Rewrite the lines below with "observe" replaced by "examine" and nothing else changed. Leave out the pictures.

::::

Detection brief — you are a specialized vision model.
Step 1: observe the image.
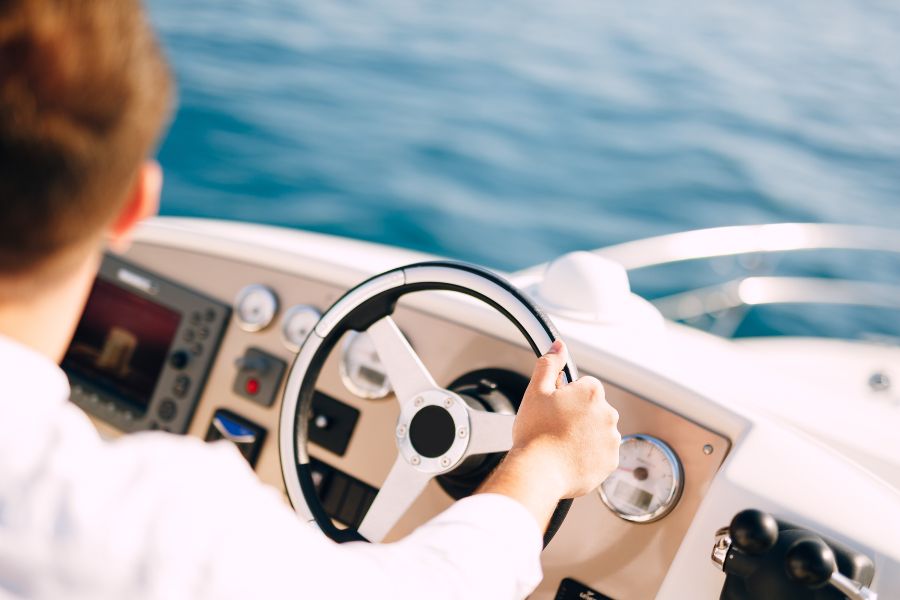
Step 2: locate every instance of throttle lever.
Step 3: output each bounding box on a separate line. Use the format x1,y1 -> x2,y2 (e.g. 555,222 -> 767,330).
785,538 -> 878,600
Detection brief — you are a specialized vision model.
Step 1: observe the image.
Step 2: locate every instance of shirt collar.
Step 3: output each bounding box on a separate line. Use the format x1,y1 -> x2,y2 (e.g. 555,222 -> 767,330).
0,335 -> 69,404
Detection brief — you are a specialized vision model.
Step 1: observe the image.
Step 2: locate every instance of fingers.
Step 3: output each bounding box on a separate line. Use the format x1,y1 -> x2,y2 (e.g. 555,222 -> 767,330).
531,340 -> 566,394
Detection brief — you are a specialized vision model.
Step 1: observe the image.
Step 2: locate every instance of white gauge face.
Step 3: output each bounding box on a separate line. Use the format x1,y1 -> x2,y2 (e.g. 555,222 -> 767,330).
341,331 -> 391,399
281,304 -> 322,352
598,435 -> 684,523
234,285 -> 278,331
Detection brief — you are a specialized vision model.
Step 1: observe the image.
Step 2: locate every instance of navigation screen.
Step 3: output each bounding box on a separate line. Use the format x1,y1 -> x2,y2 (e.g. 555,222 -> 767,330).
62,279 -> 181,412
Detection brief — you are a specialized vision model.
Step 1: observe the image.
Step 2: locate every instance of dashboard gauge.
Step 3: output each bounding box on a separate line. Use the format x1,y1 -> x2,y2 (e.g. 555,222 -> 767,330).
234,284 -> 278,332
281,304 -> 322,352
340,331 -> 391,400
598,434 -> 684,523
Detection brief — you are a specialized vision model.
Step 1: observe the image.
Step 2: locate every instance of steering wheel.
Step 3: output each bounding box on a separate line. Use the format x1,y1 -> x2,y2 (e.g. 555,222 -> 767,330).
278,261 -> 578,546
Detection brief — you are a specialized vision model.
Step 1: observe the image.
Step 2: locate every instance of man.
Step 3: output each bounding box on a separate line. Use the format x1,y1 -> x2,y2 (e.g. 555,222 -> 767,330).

::::

Expected answer ▸
Detection brief — you are a specialized vision model.
Step 1: examine the image.
Step 2: locate every instance of throttle lever.
Step 3: output each bounding box on a separate line. Use the format x1,y1 -> x2,y2 (e.g. 555,222 -> 767,330).
785,538 -> 878,600
Detection brief — you are a specialized vision model.
Step 1: examine the image.
Step 2: locate every instance of shirt collar.
Step 3: output each bounding box on a separate line. Use the format x1,y1 -> x2,y2 (e.g. 555,222 -> 767,330).
0,335 -> 69,404
Detection brief — you are a specialized vision model.
Step 1: examine the image.
Step 2: locate every instance of fingers.
Step 3: output each bounding box on a separate line. Use the format x1,y1 -> x2,y2 (e.g. 555,222 -> 767,330).
531,340 -> 566,394
Detection brief — you are a specialized vision model.
Step 1: examine the image.
Step 2: locate every instance of white gauge face.
Step 3: output each bounding box on a separate line. Use the format x1,y1 -> x2,y2 (e.g. 555,222 -> 767,330).
341,331 -> 391,399
281,304 -> 322,352
598,435 -> 684,523
234,285 -> 278,331
Detection brief — you are a specialized vision model.
Step 1: examine the image.
Step 2: locate every instance of navigation screen.
Step 3: output each bounding box on a separate line. Use the format x1,y1 -> x2,y2 (e.g. 555,222 -> 767,330).
62,279 -> 181,412
Detection brief — you are a specialized vision model.
Step 1: examine the image.
Step 2: locate every instance of dashboard gauge.
Step 3: output each bounding box on a separate line. Use the format x1,y1 -> x2,y2 (e.g. 555,222 -> 767,330).
234,284 -> 278,332
281,304 -> 322,352
340,331 -> 391,400
598,434 -> 684,523
Detection brief — you are a specialized vision model.
Step 1: examine the image.
Step 2: locate every instance of steering wheel.
Step 3: output each bounding box on a separate line. Use the format x1,y1 -> x2,y2 (e.g. 555,222 -> 767,330).
278,261 -> 578,546
Detection brief — you are a specialized vision model.
Step 1: examine the image.
Step 2: locate every instance of man.
Step 3: output each bounding box on a separate line. Use the format x1,y1 -> x2,y2 (e.g. 555,222 -> 767,330).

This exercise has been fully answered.